Extract to read -
* Begin *

Catalyst Paper announces Amendments to Plan of Arrangement

Richmond, BC – Catalyst Paper today announced that it has amended its proposed Plan of Arrangement (the Plan) under the Companies’ Creditors Arrangement Act. The Plan as so amended (the Amended Plan) will be considered by Catalyst Paper’s secured and unsecured creditors at the meetings scheduled for May 23, 2012 (the Meetings).

“We’re pleased that over the past weeks, the various stakeholders, advisors and the company have worked diligently to craft an agreement that sizably reduces the company’s debt level,” said Kevin J. Clarke, President and Chief Executive Officer. “This agreement, with the support of creditors at the meetings on May 23, 2012, will enable Catalyst to emerge from creditor protection with improved liquidity and the capacity to return and sustain normal trade terms for the foreseeable period.”

The court-appointed monitor (the Monitor) is recommending that creditors vote in favour of the Amended Plan at the Meetings. Catalyst Paper’s Board of Directors is unanimously recommending that all holders of First Lien Notes, Unsecured Notes and General Unsecured Claims vote in favour of the Amended Plan at the Meetings.

For more information please refer to Catalyst Paper’s information circular dated March 23, 2012 (the Circular) available on SEDAR (www.sedar.com), EDGAR (www.sec.gov) and Catalyst Paper’s web page (www.catalystpaper.com). Terms used in this news release that are defined in the Circular have corresponding meanings. In the event there is any inconsistency between the terms of the Amended Plan and the summary of the Amended Plan set forth below, the Amended Plan will govern.

* End *

Task prompt -
Carry on the Catalyst Paper news release on the amended Plan of Arrangement, picking up right after its last sentence.

Data block -
* Begin *

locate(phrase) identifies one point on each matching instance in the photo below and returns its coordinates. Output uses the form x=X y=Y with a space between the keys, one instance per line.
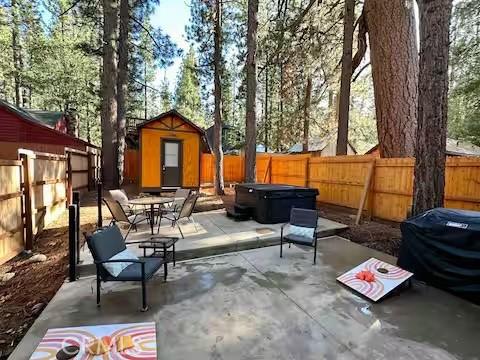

* End *

Reply to the exercise -
The principal changes to the Plan include:

· A reduction of US$120 million in the amount of notes to be issued under the Amended Plan so that the total debt reduction under the Amended Plan will be US$435 million (rather than the US$315 million reduction under the Plan);

- the reduction of the principal amount of New First Lien Notes to be issued under the Plan from US$325 million to US$250 million; and

- the elimination of the New First Lien Coupon Notes to be issued under the Plan (approximately US$45 million);

· the distribution of 50% of the net proceeds (PREI Proceeds Pool) from the sale of Catalyst Paper’s interest in Powell River Energy Inc. and Powell River Energy Limited Partnership (PREI Interest) to Unsecured Creditors who do not receive a Convenience Cash Amount or elect to receive equity;

· 100% of the New Common Shares to be issued to holders of the First Lien Notes subject to the ability for Unsecured Creditors to elect (Equity Election) to acquire up to 600,000 New Common Shares (4%) rather than receive cash from the PREI Proceeds Pool or the Maximum Convenience Claims Pool; and

· the elimination of the issuance of the Warrants under the Plan.

There were no changes to the provisions of the Plan relating to the payment of Convenience Cash Amounts.

The Amended Plan

Specifically, the Amended Plan treats each of the creditor classes as follows:

11% Senior Secured Notes due 2016 (First Lien Notes)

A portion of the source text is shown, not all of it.